(WHAT YOU ARE ASKED TO DO): Write the next part of the passage on spiralizers and zucchini noodles, beginning immediately after its final sentence.

Another interesting thing about zoodles is how they’re made. They don’t come from hybrid plants that produce pre-strung zucchini, in the same way that baby carrots are not actually picked as newborns. Instead, zoodlers (not a word, but perhaps it should be) take regular veggies and perform the act of “spiralizing” on them. Essentially, a spiralizer turns an oblong or round veggie into long strings by cutting multiple strands as the veggie is spun on an axle. The combination of forward movement and circular motion produces the spirals that can create long, long strands of veggies that act a lot like noodles in various dishes and spiralizer recipes.
And the best thing about this is, you can bring the wonders of spiralizing to your very own kitchen. Spiralizers are small, often inexpensive, and fun to use (as long as you follow the safety precautions to avoid spiralizing your fingers, which is not OK under any circumstances — and definitely a no-no on a website that promotes sustainable eating). But you may be reluctant to invest in another kitchen gadget that has only one purpose. So beyond zoodles, what else can you do with a spiralizer? Beyond zucchini, what other foods work with them? And what are some good spiralizer recipes to try?
What is a Spiralizer?
A spiralizer is a kitchen appliance that turns fruits and vegetables into noodles and other shapes. The “spiral” in the name can refer to the mechanism (think of a large crank pencil sharpener like they had screwed to the wall in 4th grade, or a woodworking lathe) or the shape of the finished product. While zucchini noodles are pretty limp, other veggies like carrots and sweet potatoes come out as bouncy spirals, reminiscent of a model’s hair in a shampoo ad.
In addition to long zoodles, most spiralizers allow you to cut your food into different lengths, thicknesses, strands, slices, and chips. Spiralize the veggies when raw; after that, you can bake or stir-fry them to create lots of delicious and interesting meals.
Many chefs have fallen in love with spiralizers because of the innovative dishes they suggest — and the beautiful presentation they enable. The cool new looks of traditional veggies are both decorative and functional and allow people to experience “boring” old foods in a new way. Some newer models cater to this creativity by adding “wavy” blades that contribute texture and symmetry to the finished veggies.

(COLLECTED DATA):
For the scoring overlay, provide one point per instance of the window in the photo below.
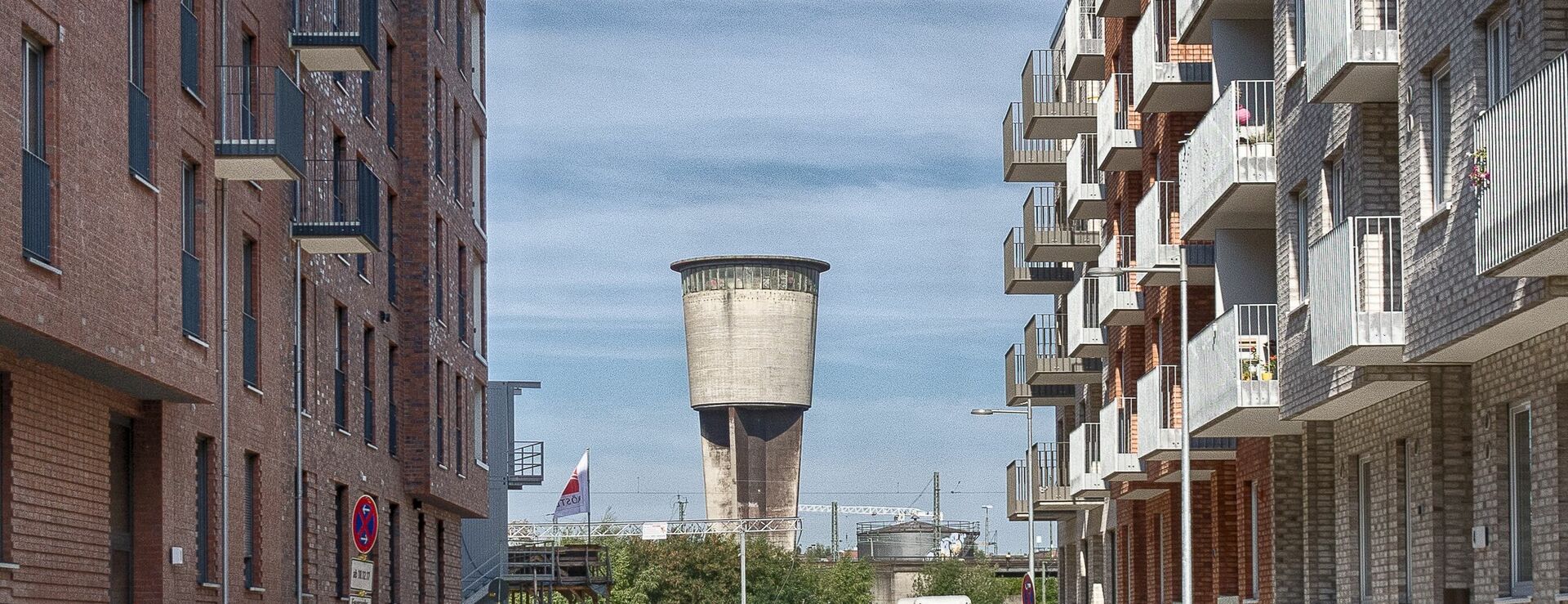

(EXERCISE RESULT):
For the home cook, a spiralizer is an inexpensive and not too bulky addition to a healthy plant-based kitchen. The manual crank and handheld models are the lowest in cost, while you’ll pay more for an electric model or a dedicated attachment to another appliance like a stand mixer.
What to Spiralize
The best foods to run through a spiralizer are firm or crisp fruits and veggies of a round or oblong shape. These include:
- Zucchini or other squash (most popular and well known, i.e., zoodles)
- Sweet potatoes
- Carrots (must be very thick to work)
- Bell peppers
You can also spiralize citrus peels for use as garnish in a mocktail or other fancy drink.
If you want a fun and creative way to eat more fruits and vegetables, or make completely plant-based, unprocessed noodles, a spiralizer might be in your future. There are three main types of spiralizers: manual, electric, and handheld.
This affordable spiralizer model includes five interchangeable blades and a lever to engage and disengage the suction pads that keep it in place.
This manual spiralizer has a 6th, stainless steel, wavy blade, and comes with a cleaning brush.
The Bella Electric Spiralizer is essentially a manual model with a motor attached. It has an auto-stop, so it won’t spend eternity spinning a zucchini if you forget and leave it unattended. And it can accommodate vegetables up to six inches long.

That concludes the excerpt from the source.